TASK TO CARRY OUT: Rewrite the data below with every instance of "window glass" changed to "windowpane" and nothing else altered. Leave out the pictures.

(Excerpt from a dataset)
☆ ☆ ☆
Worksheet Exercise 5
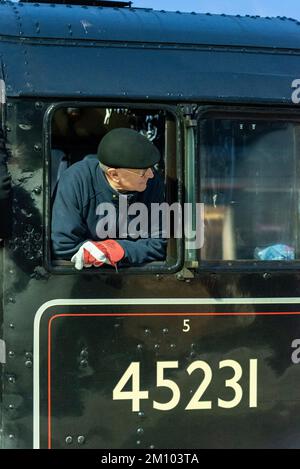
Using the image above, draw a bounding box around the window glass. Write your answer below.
[199,118,300,261]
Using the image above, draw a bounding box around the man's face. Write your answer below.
[108,168,154,192]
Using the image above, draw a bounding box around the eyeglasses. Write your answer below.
[122,166,154,178]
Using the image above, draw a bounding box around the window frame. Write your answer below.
[43,100,184,276]
[195,105,300,275]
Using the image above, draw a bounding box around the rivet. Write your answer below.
[33,186,42,195]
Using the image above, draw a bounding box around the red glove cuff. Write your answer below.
[84,239,125,267]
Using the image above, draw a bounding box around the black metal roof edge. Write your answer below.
[0,0,300,25]
[0,34,300,56]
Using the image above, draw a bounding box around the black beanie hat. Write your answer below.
[97,128,160,169]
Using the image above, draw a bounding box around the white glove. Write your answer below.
[71,241,110,270]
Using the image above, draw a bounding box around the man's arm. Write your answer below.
[51,167,87,259]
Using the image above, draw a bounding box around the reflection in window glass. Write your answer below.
[199,119,300,260]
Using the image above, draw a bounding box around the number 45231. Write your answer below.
[113,359,257,412]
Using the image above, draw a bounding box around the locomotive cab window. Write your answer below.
[199,114,300,265]
[48,106,180,272]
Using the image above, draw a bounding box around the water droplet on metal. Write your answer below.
[80,349,89,358]
[33,186,42,195]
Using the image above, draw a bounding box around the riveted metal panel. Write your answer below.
[0,1,300,49]
[0,43,300,103]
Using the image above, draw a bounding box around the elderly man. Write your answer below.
[52,128,166,270]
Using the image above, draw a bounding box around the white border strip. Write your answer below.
[33,298,300,449]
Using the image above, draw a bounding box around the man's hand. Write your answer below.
[71,239,125,270]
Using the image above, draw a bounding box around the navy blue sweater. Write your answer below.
[52,158,166,265]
☆ ☆ ☆
THE RESULT:
Worksheet Exercise 5
Using the image above, draw a bounding box around the windowpane. Write your answer below.
[199,118,300,261]
Using the image above, draw a bounding box around the man's face. Write your answer below.
[108,168,154,192]
Using the image above, draw a bounding box around the eyeglasses. Write your answer below.
[122,166,154,178]
Using the image above, draw a bounding box around the window frame. Write your answer below.
[43,100,184,276]
[195,105,300,275]
Using the image above, draw a bounding box around the rivet. Write your answer below.
[33,186,42,195]
Using the image above, draw a bounding box around the red glove cuff. Write your answer below.
[84,239,125,267]
Using the image above, draw a bounding box around the black metal roof edge. Write your answer below.
[0,0,300,25]
[0,34,300,56]
Using the image above, draw a bounding box around the black beanie hat. Write your answer below.
[97,128,160,169]
Using the image above, draw a bounding box around the white glove. Write your answer below.
[71,241,110,270]
Using the image above, draw a bounding box around the man's arm. Write your answer below.
[51,167,87,259]
Using the image above, draw a bounding box around the reflection in windowpane. Write your answer below.
[199,119,300,260]
Using the image above, draw a bounding box around the number 45231. Write your answer below.
[113,359,257,412]
Using the image above, draw a bounding box around the locomotive cab window. Write your answer below.
[199,114,300,265]
[48,106,180,272]
Using the image above, draw a bounding box around the water droplet on metal. Write your answer below.
[80,349,89,358]
[33,186,42,195]
Using the image above, draw a bounding box around the riveted metal panel. Write your answer below.
[0,1,300,49]
[0,43,300,103]
Using the image above, draw a bounding box around the elderly man. Write your answer below.
[52,128,166,270]
Using the image above, draw a bounding box around the white border strip. Write your answer below.
[33,298,300,449]
Using the image above, draw a bounding box around the man's hand. Write your answer below.
[71,239,125,270]
Using the image above, draw a bounding box around the navy blue sweater. Write your answer below.
[52,158,166,265]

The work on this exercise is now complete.